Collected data

□ □ □ □ □

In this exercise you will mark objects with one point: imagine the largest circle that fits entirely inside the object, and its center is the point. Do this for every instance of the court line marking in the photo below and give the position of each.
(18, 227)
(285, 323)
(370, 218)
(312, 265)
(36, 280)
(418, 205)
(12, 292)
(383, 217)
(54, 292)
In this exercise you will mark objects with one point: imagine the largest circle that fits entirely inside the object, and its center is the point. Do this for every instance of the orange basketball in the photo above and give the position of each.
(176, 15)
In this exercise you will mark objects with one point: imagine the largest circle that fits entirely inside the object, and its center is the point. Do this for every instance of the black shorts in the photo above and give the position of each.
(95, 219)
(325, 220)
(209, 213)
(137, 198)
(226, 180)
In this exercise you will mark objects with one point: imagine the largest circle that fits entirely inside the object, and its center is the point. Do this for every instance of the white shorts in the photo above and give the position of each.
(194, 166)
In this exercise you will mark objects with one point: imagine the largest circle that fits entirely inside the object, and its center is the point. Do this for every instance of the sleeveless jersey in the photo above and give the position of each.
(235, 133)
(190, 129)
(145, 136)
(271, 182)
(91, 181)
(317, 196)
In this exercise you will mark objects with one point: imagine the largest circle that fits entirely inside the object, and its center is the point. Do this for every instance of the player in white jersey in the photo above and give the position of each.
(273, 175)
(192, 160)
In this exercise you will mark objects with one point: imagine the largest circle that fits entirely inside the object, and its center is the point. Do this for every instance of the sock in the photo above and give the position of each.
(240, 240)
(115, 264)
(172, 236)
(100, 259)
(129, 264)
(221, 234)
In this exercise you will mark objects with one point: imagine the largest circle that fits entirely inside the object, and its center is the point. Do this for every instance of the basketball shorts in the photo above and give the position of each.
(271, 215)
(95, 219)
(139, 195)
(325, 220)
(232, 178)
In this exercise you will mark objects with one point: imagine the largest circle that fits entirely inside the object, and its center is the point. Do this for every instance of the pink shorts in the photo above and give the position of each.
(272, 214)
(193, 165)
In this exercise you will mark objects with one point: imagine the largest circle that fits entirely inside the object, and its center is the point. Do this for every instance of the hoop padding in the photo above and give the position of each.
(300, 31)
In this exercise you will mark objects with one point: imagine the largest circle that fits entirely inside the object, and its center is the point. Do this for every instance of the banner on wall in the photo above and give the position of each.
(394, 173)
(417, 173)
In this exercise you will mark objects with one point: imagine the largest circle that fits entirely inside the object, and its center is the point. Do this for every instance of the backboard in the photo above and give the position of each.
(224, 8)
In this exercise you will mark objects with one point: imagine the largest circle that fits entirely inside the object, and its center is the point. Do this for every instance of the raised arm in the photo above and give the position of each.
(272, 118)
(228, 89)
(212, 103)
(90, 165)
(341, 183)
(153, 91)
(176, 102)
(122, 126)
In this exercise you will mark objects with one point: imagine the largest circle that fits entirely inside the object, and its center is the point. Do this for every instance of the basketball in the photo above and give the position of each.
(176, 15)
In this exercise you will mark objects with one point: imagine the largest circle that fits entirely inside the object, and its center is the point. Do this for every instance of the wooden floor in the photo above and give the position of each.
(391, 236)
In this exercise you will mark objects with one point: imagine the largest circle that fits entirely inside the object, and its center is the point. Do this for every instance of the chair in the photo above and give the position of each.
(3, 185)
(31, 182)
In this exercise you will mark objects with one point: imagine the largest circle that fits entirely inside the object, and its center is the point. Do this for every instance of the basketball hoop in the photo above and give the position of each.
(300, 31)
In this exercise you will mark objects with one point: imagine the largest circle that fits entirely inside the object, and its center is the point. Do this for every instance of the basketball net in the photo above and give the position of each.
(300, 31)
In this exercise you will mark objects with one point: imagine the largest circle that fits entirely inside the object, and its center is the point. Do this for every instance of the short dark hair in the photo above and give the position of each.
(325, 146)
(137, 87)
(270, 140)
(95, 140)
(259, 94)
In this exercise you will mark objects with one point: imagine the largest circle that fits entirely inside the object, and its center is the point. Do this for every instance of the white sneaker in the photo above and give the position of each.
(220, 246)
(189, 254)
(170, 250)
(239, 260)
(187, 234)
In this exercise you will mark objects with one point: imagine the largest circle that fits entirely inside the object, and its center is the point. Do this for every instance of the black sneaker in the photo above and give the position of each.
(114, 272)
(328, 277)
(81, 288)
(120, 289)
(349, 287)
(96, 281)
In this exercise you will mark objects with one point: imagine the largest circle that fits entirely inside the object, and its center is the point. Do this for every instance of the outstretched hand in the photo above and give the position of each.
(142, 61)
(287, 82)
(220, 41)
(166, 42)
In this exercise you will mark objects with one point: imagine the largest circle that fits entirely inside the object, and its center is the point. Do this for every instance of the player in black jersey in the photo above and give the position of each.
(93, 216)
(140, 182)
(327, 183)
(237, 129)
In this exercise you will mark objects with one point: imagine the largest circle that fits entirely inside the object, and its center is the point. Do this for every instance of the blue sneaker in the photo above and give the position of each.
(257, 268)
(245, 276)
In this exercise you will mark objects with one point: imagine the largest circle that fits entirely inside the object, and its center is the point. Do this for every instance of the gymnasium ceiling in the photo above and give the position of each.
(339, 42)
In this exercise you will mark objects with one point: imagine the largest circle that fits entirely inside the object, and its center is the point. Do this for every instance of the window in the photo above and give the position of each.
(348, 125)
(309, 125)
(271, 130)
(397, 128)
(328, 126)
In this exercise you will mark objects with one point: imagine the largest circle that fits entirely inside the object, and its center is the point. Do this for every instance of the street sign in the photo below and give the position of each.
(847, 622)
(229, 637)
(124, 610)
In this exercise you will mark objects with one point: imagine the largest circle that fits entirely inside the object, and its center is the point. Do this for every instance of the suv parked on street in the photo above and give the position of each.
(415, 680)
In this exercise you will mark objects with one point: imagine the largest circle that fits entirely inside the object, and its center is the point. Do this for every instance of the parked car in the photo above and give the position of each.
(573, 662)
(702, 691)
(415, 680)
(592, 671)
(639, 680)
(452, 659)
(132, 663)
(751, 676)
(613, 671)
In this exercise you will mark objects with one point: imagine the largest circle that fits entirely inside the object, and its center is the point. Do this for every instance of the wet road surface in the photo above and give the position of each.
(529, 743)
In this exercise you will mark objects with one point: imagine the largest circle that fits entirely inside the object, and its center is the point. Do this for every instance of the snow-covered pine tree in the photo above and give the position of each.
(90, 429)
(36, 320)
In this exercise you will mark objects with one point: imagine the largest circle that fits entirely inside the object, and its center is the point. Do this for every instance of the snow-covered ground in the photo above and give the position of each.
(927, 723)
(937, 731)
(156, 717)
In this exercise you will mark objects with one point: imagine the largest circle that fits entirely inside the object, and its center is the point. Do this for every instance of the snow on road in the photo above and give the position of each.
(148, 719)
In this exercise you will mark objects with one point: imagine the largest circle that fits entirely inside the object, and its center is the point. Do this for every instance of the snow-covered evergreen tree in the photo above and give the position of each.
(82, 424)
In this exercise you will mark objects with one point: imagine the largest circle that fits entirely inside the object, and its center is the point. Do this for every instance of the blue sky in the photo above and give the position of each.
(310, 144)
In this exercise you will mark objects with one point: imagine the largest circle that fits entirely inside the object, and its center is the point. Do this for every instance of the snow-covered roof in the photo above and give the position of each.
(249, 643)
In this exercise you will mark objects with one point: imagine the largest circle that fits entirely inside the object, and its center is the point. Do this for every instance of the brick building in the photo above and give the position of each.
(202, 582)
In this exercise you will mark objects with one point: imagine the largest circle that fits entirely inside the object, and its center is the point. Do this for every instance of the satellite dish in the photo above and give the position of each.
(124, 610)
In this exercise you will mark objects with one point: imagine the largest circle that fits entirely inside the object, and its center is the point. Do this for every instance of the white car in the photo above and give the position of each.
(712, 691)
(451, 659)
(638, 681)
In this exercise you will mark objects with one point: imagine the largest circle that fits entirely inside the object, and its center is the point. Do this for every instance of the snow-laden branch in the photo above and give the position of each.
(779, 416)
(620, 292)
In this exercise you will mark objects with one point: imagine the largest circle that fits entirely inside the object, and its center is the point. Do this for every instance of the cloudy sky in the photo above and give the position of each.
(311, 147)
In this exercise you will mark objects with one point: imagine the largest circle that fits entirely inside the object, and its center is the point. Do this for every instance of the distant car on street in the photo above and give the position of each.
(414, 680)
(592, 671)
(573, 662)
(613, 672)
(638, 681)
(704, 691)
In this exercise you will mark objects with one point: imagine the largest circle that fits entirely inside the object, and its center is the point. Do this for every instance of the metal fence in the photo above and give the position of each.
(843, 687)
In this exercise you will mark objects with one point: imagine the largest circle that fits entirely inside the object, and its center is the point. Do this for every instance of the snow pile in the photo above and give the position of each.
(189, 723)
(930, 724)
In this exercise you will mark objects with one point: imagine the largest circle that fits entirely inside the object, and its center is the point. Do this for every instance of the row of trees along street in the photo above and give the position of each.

□ □ □ □ □

§ **Your task**: From the line containing "of the distant" through the last line of the records, output each line exactly and nothing more.

§ **Exercise answer**:
In this exercise you will mark objects with one point: imagine the largest circle that fits entirely inside the object, and its center is the point. Do this for every instance of the distant car on street in the photo above and give the position of each.
(414, 680)
(592, 671)
(573, 662)
(613, 672)
(638, 681)
(704, 691)
In this exercise you will mark objects with one point: imagine the largest circle that fits entirely inside the object, and its center is the point. Do this for every instance of the metal fence in the photo above and give the position of each.
(843, 687)
In this exercise you will mark objects with one point: imagine the largest circle that fits entirely inside the object, and its center is the point. Do this for every instance of the snow pile in the photo above and give the position of each.
(189, 723)
(930, 724)
In this exercise you will mark objects with one point: imagine the largest circle that fits entirely inside the object, and its center is the point. Do this for every instance of the row of trees along street in the photo above and give the position of each.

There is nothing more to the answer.